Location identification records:
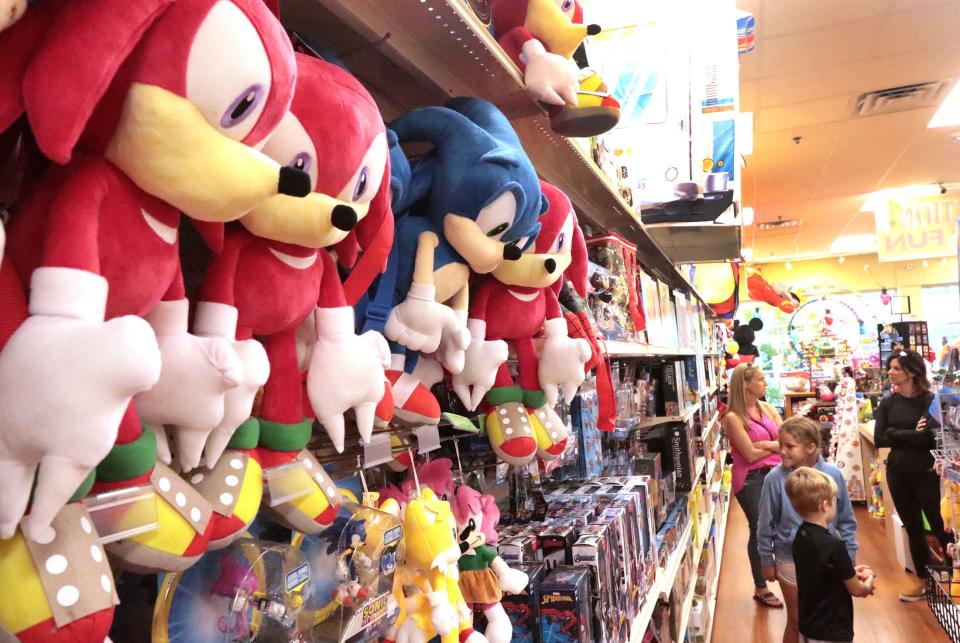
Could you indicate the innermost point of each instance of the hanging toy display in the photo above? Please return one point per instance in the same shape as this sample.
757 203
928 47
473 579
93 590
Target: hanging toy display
...
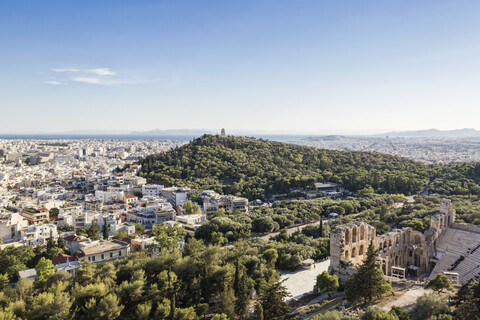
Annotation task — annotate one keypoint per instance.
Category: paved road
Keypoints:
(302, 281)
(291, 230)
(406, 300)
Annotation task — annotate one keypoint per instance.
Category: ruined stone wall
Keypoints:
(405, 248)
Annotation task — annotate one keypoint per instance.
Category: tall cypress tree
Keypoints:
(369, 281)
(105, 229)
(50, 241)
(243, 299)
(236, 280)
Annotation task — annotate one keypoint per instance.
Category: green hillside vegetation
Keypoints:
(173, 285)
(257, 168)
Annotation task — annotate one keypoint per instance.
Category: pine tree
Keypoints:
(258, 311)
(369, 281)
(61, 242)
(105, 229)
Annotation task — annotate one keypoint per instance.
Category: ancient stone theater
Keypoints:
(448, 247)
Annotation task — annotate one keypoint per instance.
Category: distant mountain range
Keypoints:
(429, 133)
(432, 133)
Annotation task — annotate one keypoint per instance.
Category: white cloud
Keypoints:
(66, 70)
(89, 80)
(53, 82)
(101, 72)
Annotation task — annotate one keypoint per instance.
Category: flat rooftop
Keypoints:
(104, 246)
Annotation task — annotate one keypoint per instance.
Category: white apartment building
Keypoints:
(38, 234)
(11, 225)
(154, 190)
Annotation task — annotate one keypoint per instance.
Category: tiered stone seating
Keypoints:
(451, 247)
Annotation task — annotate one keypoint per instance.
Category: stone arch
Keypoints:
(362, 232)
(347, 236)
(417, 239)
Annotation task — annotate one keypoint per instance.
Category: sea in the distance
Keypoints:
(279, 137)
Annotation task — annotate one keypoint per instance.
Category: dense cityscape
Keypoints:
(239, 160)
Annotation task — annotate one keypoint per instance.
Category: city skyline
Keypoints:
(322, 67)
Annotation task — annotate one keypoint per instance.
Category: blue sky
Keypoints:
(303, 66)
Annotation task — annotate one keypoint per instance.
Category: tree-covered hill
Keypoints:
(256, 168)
...
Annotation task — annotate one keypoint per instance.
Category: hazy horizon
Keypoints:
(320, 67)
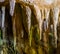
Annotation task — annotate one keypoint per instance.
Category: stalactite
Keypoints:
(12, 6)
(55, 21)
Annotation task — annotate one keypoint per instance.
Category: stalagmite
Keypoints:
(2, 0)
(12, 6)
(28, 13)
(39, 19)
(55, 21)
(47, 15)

■ Given problem:
Pick out every line in the records above that contains the string "stone" and copy each one in full.

■ Exercise output:
Category: ruined stone wall
Category: ancient stone theater
Category: tiered stone seating
Category: stone arch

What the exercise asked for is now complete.